The Analysis of CCDC40 mRNA Relative Expression

The CCDC40 mRNA relative expression of both proband (II:5) and his sister (II:1), who harbor both the mutations in CCDC40 gene, was apparently lower than that of their carrier parents with normal phenotypes (Figure 6C).

Discussion

In this study, we investigated a Chinese proband with PCD and identified two novel mutations in the CCDC40 gene; a frameshift mutation (c.1259delA) and a EX17_20 deletion, inherited from his mother and father, respectively. These two novel CCDC40 mutations were loss-of-function mutation, confirmed by Sanger sequencing and qPCR, respectively, in the family members.

----

### TASK REQUIREMENTS:
**a)** In the CCDC40 excerpt, which of the proband's two mutations came from his mother?
**b)** Resume the CCDC40 excerpt, picking up right after its last sentence.
The records that follow come from a separate source.

----

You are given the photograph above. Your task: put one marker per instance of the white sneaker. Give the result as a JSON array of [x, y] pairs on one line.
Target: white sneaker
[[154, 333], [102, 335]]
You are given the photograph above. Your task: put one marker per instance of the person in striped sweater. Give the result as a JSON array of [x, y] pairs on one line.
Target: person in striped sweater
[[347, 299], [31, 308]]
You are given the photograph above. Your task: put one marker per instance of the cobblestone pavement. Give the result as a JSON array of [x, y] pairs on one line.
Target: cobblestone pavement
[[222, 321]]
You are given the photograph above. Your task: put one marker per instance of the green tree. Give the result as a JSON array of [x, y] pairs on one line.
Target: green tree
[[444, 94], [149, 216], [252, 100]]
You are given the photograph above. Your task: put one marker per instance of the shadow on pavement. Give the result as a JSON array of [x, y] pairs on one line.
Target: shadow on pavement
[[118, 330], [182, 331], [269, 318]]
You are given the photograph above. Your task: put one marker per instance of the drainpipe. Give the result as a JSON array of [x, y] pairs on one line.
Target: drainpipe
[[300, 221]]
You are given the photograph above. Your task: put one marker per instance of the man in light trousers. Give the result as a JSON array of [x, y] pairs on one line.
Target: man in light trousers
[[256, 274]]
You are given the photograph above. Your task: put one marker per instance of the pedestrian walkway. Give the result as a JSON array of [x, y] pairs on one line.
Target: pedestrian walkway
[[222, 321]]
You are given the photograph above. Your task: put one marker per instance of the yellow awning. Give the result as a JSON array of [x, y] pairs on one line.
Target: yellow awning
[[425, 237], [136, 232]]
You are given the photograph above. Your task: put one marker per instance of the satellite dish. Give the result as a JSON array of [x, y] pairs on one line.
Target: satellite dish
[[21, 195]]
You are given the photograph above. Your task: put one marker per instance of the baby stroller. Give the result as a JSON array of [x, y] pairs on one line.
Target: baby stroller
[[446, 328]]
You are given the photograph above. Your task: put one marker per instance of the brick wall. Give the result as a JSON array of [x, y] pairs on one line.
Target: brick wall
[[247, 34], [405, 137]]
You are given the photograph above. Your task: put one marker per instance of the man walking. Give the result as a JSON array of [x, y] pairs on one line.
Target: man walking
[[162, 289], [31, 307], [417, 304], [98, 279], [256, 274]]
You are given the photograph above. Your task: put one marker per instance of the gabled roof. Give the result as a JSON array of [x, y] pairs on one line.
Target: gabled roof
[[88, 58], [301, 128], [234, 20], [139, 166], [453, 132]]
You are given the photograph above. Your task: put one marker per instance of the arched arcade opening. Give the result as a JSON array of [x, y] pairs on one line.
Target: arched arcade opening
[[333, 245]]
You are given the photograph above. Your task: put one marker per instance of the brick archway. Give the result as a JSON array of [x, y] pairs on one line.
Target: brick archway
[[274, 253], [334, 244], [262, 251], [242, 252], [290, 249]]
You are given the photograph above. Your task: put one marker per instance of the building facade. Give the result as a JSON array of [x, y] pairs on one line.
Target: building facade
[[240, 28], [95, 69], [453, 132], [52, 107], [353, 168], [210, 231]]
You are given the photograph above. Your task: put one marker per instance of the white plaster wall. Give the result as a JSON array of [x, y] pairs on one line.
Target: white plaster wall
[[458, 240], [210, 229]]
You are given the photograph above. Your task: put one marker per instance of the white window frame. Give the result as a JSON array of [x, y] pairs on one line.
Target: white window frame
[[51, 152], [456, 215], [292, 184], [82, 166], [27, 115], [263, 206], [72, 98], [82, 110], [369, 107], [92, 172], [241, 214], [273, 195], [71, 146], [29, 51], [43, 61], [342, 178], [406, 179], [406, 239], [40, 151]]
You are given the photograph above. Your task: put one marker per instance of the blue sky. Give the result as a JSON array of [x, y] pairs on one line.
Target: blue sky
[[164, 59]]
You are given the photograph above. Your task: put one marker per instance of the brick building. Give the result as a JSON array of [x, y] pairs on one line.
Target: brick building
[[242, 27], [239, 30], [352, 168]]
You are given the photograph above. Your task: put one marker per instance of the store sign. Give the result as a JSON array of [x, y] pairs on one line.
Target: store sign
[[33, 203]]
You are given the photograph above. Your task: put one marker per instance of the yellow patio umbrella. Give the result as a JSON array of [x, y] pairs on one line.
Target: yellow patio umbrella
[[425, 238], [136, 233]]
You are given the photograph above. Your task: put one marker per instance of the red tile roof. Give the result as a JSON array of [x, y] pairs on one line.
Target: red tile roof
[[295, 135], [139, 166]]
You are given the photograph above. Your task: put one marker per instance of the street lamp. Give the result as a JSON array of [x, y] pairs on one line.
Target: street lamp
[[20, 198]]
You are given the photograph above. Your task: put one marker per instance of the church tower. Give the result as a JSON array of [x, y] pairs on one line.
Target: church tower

----

### RESULTS FOR EACH TASK:
**a)** The frameshift mutation c.1259delA.

**b)**
In human, ultrastructural defects in cilia results in altered ciliary beat in PCD patients (Satir and Christensen, 2007; Matsumoto et al., 2010). PCD is a rare autosomal recessive genetic disease (Blouin et al., 2000), manifest with recurrent upper respiratory tract infections, increased morbidity in visceral, male infertility and female ectopic pregnancy or infertility (Boon et al., 2015). Since it is found to be associated in PCD, a total of 33 mutations in autosomal recessive CCDC40 gene have been identified (Becker-Heck et al., 2011; Blanchon et al., 2012; Sui et al., 2016). To be more precise, 19% PCD patients have a complete absence of IDAs and 81% presented with a compound variation of absence of IDAs and axonemal disorganization (Papon et al., 2010). Researches showed that CCDC40 protein plays a key role in assembling distinct coiled-coil domain-containing proteins complexes localized to the axoneme, including DNALI1-containing IDAs, GAS11-containing DRC and radial spokes, all of them eventually regulate the movement of a cilia and its left–right axis formation. In addition, CCDC40 is necessary for proper interconnections among microtubules or serves as a docking domain. CCDC40 mutated cells are lacking of some of the nexin-dynein regulatory complex structure (Becker-Heck et al., 2011; Blanchon et al., 2012; Antony et al., 2013).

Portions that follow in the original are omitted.